=== What you need to do ===
Reproduce each record below exactly as written.

=== Data ===
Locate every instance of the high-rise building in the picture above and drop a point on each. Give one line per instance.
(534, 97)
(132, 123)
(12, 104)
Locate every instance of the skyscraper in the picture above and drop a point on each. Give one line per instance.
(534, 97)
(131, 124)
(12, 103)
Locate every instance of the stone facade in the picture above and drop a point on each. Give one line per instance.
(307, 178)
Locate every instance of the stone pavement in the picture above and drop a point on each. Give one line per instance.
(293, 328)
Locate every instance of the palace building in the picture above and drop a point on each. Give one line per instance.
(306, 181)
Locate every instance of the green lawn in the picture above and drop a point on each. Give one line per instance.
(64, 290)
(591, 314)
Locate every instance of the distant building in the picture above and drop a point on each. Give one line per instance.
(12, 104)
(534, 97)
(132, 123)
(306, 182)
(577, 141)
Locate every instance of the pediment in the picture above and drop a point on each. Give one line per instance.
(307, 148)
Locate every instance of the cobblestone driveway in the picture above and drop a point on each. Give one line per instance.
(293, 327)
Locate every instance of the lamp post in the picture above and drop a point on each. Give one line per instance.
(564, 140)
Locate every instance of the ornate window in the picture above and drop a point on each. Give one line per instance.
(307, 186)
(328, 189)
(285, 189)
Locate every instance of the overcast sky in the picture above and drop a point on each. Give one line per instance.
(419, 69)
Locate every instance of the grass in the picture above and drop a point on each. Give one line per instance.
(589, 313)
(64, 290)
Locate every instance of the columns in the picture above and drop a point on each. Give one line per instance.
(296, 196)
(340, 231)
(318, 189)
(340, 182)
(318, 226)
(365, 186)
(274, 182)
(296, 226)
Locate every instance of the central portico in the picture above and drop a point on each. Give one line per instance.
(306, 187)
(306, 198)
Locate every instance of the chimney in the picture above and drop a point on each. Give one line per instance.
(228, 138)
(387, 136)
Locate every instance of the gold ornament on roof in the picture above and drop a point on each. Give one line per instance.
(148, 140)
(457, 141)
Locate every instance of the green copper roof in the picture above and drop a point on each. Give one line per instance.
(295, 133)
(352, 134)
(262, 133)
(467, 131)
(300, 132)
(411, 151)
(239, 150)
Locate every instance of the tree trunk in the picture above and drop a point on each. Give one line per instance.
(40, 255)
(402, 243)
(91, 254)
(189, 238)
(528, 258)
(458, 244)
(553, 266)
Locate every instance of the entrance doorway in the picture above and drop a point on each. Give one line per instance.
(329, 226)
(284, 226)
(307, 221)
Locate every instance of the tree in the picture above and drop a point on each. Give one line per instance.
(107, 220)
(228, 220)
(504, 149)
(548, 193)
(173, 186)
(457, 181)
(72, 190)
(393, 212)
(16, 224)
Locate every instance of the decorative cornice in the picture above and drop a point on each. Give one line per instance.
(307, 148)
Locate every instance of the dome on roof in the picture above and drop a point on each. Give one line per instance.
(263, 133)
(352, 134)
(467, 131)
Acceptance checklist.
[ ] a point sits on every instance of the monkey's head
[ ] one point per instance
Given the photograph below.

=== Solved problem ===
Locate every instance of the high-rise building in the picture above and drop a point on each. Give one line per instance.
(534, 97)
(132, 123)
(12, 104)
Locate every instance of the skyscraper in the picture above and drop a point on each. Give one line per instance.
(534, 97)
(131, 124)
(12, 103)
Locate every instance of the stone facade in the picture above and drop a point on each. Give one line per instance.
(307, 178)
Locate every instance of the stone pavement in the picture above and drop a point on each. Give one line per instance.
(293, 328)
Locate every instance of the palace building in the picture above and drop a point on each. Give one line per instance.
(306, 181)
Locate every instance of the green lawn in the picture above and drop a point on each. Give one line per instance.
(64, 290)
(591, 314)
Locate every instance of the distant building in the picture above and drop a point on each. Give one line per instance.
(12, 104)
(534, 97)
(132, 123)
(306, 182)
(577, 141)
Locate every instance of the pediment in the picture above and drop a point on each. Give one line per instance.
(307, 148)
Locate every instance of the cobblestone driveway in the picture above and drop a point on each. Give one line per instance.
(293, 327)
Locate every instance of the lamp post in the picture above and drop a point on each. Give one line per instance.
(564, 140)
Locate every instance of the ornate window in the picture above and drop a point on each. Give one line per instance.
(307, 186)
(328, 189)
(285, 189)
Locate every instance of the overcast sky in the picture above and drop a point on each. Give one line per instance.
(419, 69)
Locate every instance of the grass in the picture above and drop a point on each. Give one line per instance.
(589, 313)
(64, 290)
Locate every instance of the columns in the picture above and drop a point on each. Give one line per instance.
(296, 196)
(340, 231)
(318, 189)
(340, 182)
(318, 226)
(365, 186)
(274, 182)
(296, 226)
Locate every instance of the central portico in the picture above and drop a point on each. Give one line per instance.
(306, 187)
(306, 198)
Locate every instance of the chimney in the picture above and drop a point on each. Give one line per instance.
(228, 138)
(387, 136)
Locate every instance of the gold ornament on roof in the picture above and drop a point on each. Give one line per instance.
(148, 140)
(457, 141)
Locate every instance of the green copper roof in the picture above and drop a point on each. Give one line per instance.
(295, 133)
(352, 134)
(262, 133)
(467, 131)
(300, 132)
(411, 151)
(239, 150)
Locate every instance of the tree trunk in the picture above and drop a point on each. Give one line per instance.
(40, 255)
(402, 243)
(91, 254)
(189, 238)
(528, 258)
(458, 244)
(553, 266)
Locate every instance of the entrance doorway in the picture above and drop a point on each. Give one line per instance.
(329, 226)
(284, 226)
(307, 221)
Locate every instance of the tree in the picture above and drop a point on each. Give one line per instance.
(107, 220)
(228, 220)
(504, 149)
(548, 193)
(173, 186)
(457, 181)
(72, 190)
(393, 212)
(16, 224)
Locate every instance of the decorative cornice in the picture above and drop a point on each. Give one line per instance.
(307, 148)
Locate every instance of the dome on roof in the picture above and drop a point on each. Give one line per instance.
(263, 133)
(352, 134)
(467, 131)
Acceptance checklist.
[ ] a point sits on every instance of the monkey's head
[ ] one point per instance
Given the photograph below.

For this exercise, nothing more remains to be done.